-- SUPPLIED TEXT --

Thread: full_page_writes on SSD?

full_page_writes on SSD?

From
Marcin Mańk
Date:
I saw this: http://blog.pgaddict.com/posts/postgresql-on-ssd-4kb-or-8kB-pages

It made me wonder: if SSDs have 4kB/8kB sectors, and we'd make the Postgres page size equal to the SSD page size, do we still need full_page_writes?

Regards
Marcin Mańk

Re: full_page_writes on SSD?

From
Kevin Grittner
Date:
On Tue, Nov 24, 2015 at 12:48 PM, Marcin Mańk <marcin.mank@gmail.com> wrote:

> if SSDs have 4kB/8kB sectors, and we'd make the Postgres page
> size equal to the SSD page size, do we still need full_page_writes?

If an OS write of the PostgreSQL page size has no chance of being
partially persisted (a/k/a torn), I don't think full page writes
are needed.  That seems likely to be true if pg page size matches
SSD sector size.

--
Kevin Grittner
EDB: http://www.enterprisedb.com
The Enterprise PostgreSQL Company


Re: full_page_writes on SSD?

From
Andres Freund
Date:
On 2015-11-24 13:09:58 -0600, Kevin Grittner wrote:
> On Tue, Nov 24, 2015 at 12:48 PM, Marcin Mańk <marcin.mank@gmail.com> wrote:
>
> > if SSDs have 4kB/8kB sectors, and we'd make the Postgres page
> > size equal to the SSD page size, do we still need full_page_writes?
>
> If an OS write of the PostgreSQL page size has no chance of being
> partially persisted (a/k/a torn), I don't think full page writes
> are needed.  That seems likely to be true if pg page size matches
> SSD sector size.

At the very least it also needs to match the page size used by the OS
(4KB on x86).

But be generally wary of turning of fpw's if you use replication. Not
having them often turns a asynchronously batched write workload into one
containing a lot of synchronous, single threaded, reads. Even with SSDs
that can very quickly lead to not being able to keep up with replay
anymore.


Re: full_page_writes on SSD?

From
John R Pierce
Date:
On 11/24/2015 10:48 AM, Marcin Mańk wrote:
> I saw this:
> http://blog.pgaddict.com/posts/postgresql-on-ssd-4kb-or-8kB-pages
>
> It made me wonder: if SSDs have 4kB/8kB sectors, and we'd make the
> Postgres page size equal to the SSD page size, do we still need
> full_page_writes?


an SSD's actual write block is much much larger than that.    they
emulate 512 or 4k sectors, but they are not actually written in sector
order, rather new writes are accumulated in a buffer on the drive, then
written out to a whole block, and a sector mapping table is maintained
by the drive.

-- SUPPLIED DATA --
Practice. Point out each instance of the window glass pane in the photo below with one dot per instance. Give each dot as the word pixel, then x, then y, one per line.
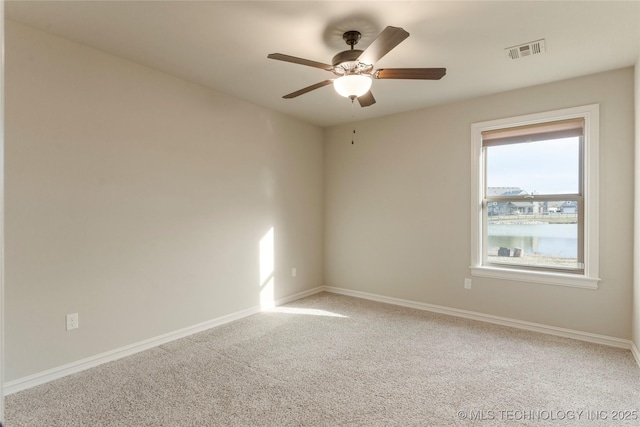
---
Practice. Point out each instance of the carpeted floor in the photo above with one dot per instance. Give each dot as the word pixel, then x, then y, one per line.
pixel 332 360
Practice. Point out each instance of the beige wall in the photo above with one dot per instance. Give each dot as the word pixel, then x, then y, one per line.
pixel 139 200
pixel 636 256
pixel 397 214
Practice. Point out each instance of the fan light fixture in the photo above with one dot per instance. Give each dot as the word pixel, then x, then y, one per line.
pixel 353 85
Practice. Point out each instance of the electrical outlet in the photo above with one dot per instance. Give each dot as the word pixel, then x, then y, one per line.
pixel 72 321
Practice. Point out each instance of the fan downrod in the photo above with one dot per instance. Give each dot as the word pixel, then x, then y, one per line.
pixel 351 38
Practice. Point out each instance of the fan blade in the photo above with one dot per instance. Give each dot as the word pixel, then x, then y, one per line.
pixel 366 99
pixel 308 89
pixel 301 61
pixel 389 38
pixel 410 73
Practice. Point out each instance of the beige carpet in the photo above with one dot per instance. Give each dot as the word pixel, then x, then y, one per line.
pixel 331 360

-- PARTS OF THE EXERCISE --
1/ Using the thread on full_page_writes, answer each question:
(a) What page size does Andres Freund say the OS uses on x86?
(b) What term does Kevin Grittner give for a write that is partially persisted?
(c) According to John R Pierce, where are new writes accumulated before being written out to a whole block?
2/ Please rewrite the stretch of the listing from the line containing "Practice. Point out each instance of the beige carpet" through the line containing "pixel 331 360" as a JSON list of strings, one string per line, with blank lines left out.

-- ANSWERS PROVIDED --
1/
(a) 4KB
(b) Torn
(c) In a buffer on the drive

2/
[
  "Practice. Point out each instance of the beige carpet in the photo above with one dot per instance. Give each dot as the word pixel, then x, then y, one per line.",
  "pixel 331 360"
]